(Stored items)
============

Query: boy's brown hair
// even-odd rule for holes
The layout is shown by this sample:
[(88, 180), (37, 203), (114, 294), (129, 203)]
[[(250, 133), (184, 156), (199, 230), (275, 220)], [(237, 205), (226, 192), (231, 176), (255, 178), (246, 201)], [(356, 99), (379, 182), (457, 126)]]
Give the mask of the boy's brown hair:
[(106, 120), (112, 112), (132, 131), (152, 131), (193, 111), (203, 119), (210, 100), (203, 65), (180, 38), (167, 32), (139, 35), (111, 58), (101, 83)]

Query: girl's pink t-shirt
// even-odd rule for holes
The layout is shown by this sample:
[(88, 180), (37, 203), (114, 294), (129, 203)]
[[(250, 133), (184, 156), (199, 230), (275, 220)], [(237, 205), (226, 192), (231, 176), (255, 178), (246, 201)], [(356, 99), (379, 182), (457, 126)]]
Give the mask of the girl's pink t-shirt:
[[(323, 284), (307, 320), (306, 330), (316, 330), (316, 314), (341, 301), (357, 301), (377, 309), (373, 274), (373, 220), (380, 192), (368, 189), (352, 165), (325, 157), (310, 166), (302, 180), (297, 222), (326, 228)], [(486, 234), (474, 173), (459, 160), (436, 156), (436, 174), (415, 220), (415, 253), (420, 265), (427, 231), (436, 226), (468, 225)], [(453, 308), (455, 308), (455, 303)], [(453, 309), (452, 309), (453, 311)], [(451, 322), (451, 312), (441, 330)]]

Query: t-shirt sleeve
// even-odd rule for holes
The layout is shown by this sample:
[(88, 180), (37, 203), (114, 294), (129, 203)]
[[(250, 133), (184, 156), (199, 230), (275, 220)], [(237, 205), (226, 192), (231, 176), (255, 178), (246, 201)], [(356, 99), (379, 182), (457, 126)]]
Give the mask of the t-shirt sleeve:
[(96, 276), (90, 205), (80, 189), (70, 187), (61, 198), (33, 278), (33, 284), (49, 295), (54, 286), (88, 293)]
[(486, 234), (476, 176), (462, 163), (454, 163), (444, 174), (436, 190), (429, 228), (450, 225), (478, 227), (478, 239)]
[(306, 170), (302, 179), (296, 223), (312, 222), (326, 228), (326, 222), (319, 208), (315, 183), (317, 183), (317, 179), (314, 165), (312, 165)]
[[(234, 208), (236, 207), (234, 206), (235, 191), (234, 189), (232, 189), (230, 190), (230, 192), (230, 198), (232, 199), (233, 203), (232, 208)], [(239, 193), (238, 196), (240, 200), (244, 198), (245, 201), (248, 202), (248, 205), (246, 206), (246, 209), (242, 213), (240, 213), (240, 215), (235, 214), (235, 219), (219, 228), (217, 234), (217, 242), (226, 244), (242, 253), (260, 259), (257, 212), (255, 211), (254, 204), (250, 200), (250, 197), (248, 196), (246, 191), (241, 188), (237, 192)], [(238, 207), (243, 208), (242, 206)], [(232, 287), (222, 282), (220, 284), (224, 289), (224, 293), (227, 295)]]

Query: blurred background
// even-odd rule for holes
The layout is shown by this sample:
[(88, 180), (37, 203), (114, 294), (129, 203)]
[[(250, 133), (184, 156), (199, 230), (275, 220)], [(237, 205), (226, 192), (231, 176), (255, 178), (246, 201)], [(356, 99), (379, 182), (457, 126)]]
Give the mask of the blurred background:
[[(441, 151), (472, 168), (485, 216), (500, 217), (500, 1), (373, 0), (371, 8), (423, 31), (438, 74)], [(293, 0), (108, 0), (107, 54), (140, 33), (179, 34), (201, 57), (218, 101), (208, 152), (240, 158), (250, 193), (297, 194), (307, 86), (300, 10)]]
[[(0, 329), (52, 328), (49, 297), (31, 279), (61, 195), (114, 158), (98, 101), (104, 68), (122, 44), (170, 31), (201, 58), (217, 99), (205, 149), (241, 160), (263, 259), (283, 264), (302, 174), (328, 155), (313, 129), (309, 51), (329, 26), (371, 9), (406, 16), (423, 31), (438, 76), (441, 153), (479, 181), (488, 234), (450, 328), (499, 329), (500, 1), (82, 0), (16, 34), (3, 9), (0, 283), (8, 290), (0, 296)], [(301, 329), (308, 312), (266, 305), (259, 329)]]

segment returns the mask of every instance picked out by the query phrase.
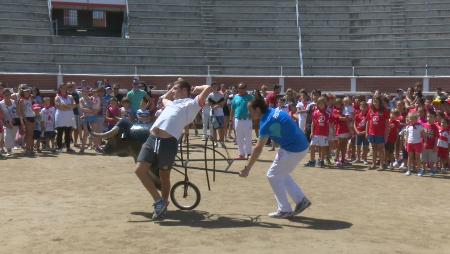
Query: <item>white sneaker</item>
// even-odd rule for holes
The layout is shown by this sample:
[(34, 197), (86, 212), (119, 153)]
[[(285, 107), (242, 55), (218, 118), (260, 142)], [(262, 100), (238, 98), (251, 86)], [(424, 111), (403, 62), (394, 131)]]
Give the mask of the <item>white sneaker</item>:
[(275, 218), (275, 219), (289, 219), (294, 216), (294, 213), (277, 211), (277, 212), (269, 213), (268, 215), (270, 218)]
[(398, 161), (394, 161), (394, 163), (392, 163), (392, 167), (398, 168), (398, 166), (399, 166)]
[(352, 164), (356, 164), (356, 163), (361, 163), (361, 161), (360, 161), (360, 160), (354, 160), (354, 161), (352, 161)]
[(406, 171), (405, 176), (410, 176), (411, 175), (411, 171)]
[(364, 161), (363, 164), (367, 166), (367, 165), (369, 165), (369, 162), (368, 161)]
[(402, 162), (402, 165), (400, 165), (400, 168), (399, 168), (399, 169), (406, 169), (406, 165), (405, 165), (404, 162)]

============

The problem
Copy out the lines above unchanged. Skip the images.

Solution below
Query: boy's brown hair
// even-odd rule for holes
The layout is shown by this sample:
[(88, 180), (37, 203), (114, 294), (129, 203)]
[[(250, 133), (184, 156), (199, 230), (275, 220)], [(237, 205), (226, 192), (231, 176), (255, 178), (246, 201)], [(356, 99), (379, 182), (457, 126)]]
Give the mask of the boy's brown hair:
[(106, 120), (112, 112), (132, 131), (152, 131), (193, 111), (203, 119), (210, 100), (203, 65), (180, 38), (167, 32), (139, 35), (111, 58), (101, 83)]

Query: girl's pink t-shirt
// even-odd rule for holes
The layout is shown by this sample:
[(88, 180), (37, 203), (114, 294), (129, 203)]
[[(250, 133), (184, 156), (199, 230), (275, 220)], [(237, 205), (226, 192), (231, 176), (255, 178), (246, 201)], [(356, 99), (379, 182), (457, 126)]]
Give the mask of the girl's pink t-shirt:
[[(323, 284), (307, 320), (306, 330), (316, 330), (316, 314), (341, 301), (357, 301), (377, 309), (373, 274), (373, 220), (380, 192), (368, 189), (352, 165), (325, 157), (310, 166), (302, 180), (297, 222), (326, 228)], [(486, 234), (474, 173), (459, 160), (436, 156), (436, 174), (415, 220), (415, 253), (420, 265), (427, 231), (436, 226), (468, 225)], [(453, 308), (455, 308), (455, 303)], [(453, 309), (452, 309), (453, 311)], [(451, 322), (451, 312), (441, 330)]]

Query: t-shirt sleeve
// even-odd rule for holes
The layout is shown by this sample:
[(88, 180), (37, 203), (114, 294), (129, 203)]
[[(250, 133), (184, 156), (199, 230), (275, 220)], [(237, 205), (226, 192), (231, 176), (255, 178), (246, 201)], [(356, 99), (379, 182), (457, 126)]]
Give the mask of the t-shirt sleeve:
[(96, 276), (90, 205), (80, 189), (70, 187), (61, 198), (33, 278), (33, 284), (49, 295), (54, 286), (88, 293)]
[(486, 234), (476, 176), (462, 163), (454, 163), (444, 174), (436, 190), (429, 228), (450, 225), (478, 227), (478, 239)]
[(306, 170), (302, 179), (296, 223), (312, 222), (326, 228), (326, 222), (319, 208), (315, 183), (317, 183), (317, 179), (314, 165), (312, 165)]
[[(234, 208), (236, 207), (234, 206), (235, 191), (234, 189), (232, 189), (230, 190), (230, 192), (230, 198), (232, 199), (233, 203), (232, 208)], [(239, 193), (238, 196), (240, 200), (244, 198), (245, 201), (248, 202), (248, 205), (246, 206), (246, 209), (242, 213), (240, 213), (240, 215), (235, 214), (235, 219), (219, 228), (217, 234), (217, 242), (226, 244), (242, 253), (260, 259), (257, 212), (255, 211), (254, 204), (250, 200), (250, 197), (248, 196), (246, 191), (241, 188), (237, 192)], [(238, 207), (243, 208), (242, 206)], [(232, 287), (222, 282), (220, 284), (224, 289), (224, 293), (227, 295)]]

Query: blurred background
// even-odd rule for holes
The layout is shown by this sample:
[(88, 180), (37, 203), (114, 294), (129, 203)]
[[(250, 133), (184, 156), (199, 230), (275, 220)], [(237, 205), (226, 192), (231, 176), (255, 178), (246, 201)], [(356, 99), (379, 182), (457, 126)]]
Give the mask of the blurred background:
[[(441, 151), (472, 168), (485, 216), (500, 217), (500, 1), (373, 0), (371, 8), (423, 31), (438, 74)], [(293, 0), (108, 0), (107, 54), (140, 33), (179, 34), (201, 57), (218, 101), (208, 152), (240, 158), (250, 193), (297, 194), (307, 86), (300, 10)]]
[[(0, 329), (52, 328), (49, 297), (31, 279), (61, 195), (114, 158), (98, 101), (104, 68), (122, 44), (170, 31), (201, 58), (217, 99), (205, 149), (241, 160), (263, 259), (283, 264), (302, 174), (328, 155), (313, 129), (309, 51), (329, 26), (371, 9), (406, 16), (423, 31), (438, 76), (441, 153), (479, 181), (488, 234), (450, 328), (499, 329), (500, 1), (82, 0), (16, 34), (3, 9), (0, 283), (8, 290), (0, 296)], [(301, 329), (308, 312), (266, 305), (259, 329)]]

segment returns the mask of every instance picked out by the query phrase.
Query: <item>white sneaker</item>
// even-odd rule for holes
The layout is shown by this sample:
[(34, 197), (86, 212), (119, 153)]
[[(285, 107), (242, 55), (218, 118), (260, 142)], [(262, 100), (238, 98), (251, 86)], [(424, 111), (403, 62), (394, 131)]]
Give the mask of the <item>white sneaker</item>:
[(275, 218), (275, 219), (289, 219), (294, 216), (294, 213), (277, 211), (277, 212), (269, 213), (268, 215), (270, 218)]
[(398, 161), (394, 161), (394, 163), (392, 163), (392, 167), (398, 168), (398, 166), (399, 166)]
[(352, 164), (356, 164), (356, 163), (361, 163), (361, 161), (360, 161), (360, 160), (354, 160), (354, 161), (352, 161)]
[(406, 171), (405, 176), (410, 176), (411, 175), (411, 171)]
[(364, 161), (363, 164), (367, 166), (367, 165), (369, 165), (369, 162), (368, 161)]
[(402, 162), (402, 165), (400, 165), (400, 168), (399, 168), (399, 169), (406, 169), (406, 165), (405, 165), (404, 162)]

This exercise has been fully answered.